**Task:** Retype all of the records below word for word, without changing anything.

--- start of Material ---

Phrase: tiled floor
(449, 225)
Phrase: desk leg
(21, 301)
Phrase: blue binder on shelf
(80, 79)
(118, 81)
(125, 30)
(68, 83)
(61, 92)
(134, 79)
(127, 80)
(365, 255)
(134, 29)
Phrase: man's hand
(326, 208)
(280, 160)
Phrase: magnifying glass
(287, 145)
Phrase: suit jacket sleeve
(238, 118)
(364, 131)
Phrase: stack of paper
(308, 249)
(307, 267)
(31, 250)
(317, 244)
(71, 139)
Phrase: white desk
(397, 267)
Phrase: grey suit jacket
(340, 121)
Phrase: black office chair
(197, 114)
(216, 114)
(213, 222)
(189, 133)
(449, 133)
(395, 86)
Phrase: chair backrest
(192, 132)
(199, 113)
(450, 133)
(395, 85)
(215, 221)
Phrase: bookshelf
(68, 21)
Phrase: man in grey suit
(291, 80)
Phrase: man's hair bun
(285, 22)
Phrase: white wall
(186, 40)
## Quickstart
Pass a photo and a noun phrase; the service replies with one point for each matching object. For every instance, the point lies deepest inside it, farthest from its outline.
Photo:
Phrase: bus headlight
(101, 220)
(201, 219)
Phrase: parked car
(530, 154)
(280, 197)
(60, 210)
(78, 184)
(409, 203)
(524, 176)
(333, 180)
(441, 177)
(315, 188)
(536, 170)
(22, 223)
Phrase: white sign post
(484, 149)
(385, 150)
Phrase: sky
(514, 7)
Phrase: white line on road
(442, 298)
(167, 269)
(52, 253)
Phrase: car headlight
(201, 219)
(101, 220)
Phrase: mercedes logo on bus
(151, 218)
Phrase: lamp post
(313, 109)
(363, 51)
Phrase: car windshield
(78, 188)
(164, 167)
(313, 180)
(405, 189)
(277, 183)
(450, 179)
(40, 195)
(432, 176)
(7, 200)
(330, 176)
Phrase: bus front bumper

--- end of Material ---

**Output of the task:**
Phrase: tiled floor
(449, 225)
Phrase: desk leg
(21, 301)
Phrase: blue binder on shelf
(80, 79)
(118, 81)
(125, 30)
(68, 83)
(61, 92)
(134, 79)
(127, 80)
(365, 255)
(134, 29)
Phrase: man's hand
(326, 208)
(280, 160)
Phrase: magnifying glass
(287, 145)
Phrase: suit jacket sleeve
(238, 118)
(364, 131)
Phrase: stack of paper
(308, 249)
(307, 267)
(31, 250)
(317, 244)
(71, 139)
Phrase: white desk
(397, 267)
Phrase: grey suit jacket
(340, 121)
Phrase: black office chair
(197, 114)
(216, 114)
(213, 222)
(189, 133)
(449, 133)
(395, 86)
Phrase: chair backrest
(192, 132)
(199, 113)
(450, 133)
(395, 85)
(215, 221)
Phrase: bookshelf
(68, 21)
Phrase: man in grey suit
(291, 80)
Phrase: man's hair bun
(285, 22)
Phrase: white wall
(186, 40)
## Quickstart
Pass a photo and a noun phrase; the service replies with one point for each matching object. For every instance, the point lies deepest inside it, farthest from its outline.
Photo:
Phrase: bus headlight
(101, 220)
(201, 219)
Phrase: parked car
(530, 154)
(280, 197)
(60, 210)
(78, 184)
(409, 203)
(524, 176)
(333, 180)
(441, 177)
(315, 188)
(536, 170)
(22, 223)
Phrase: white sign post
(484, 149)
(385, 150)
Phrase: sky
(514, 7)
Phrase: white line on road
(442, 298)
(167, 269)
(52, 253)
Phrase: car headlight
(201, 219)
(101, 220)
Phrase: mercedes logo on bus
(151, 218)
Phrase: lamp post
(313, 109)
(363, 51)
Phrase: car windshield
(78, 188)
(164, 167)
(313, 180)
(405, 189)
(277, 183)
(450, 179)
(40, 195)
(432, 176)
(7, 200)
(330, 176)
Phrase: bus front bumper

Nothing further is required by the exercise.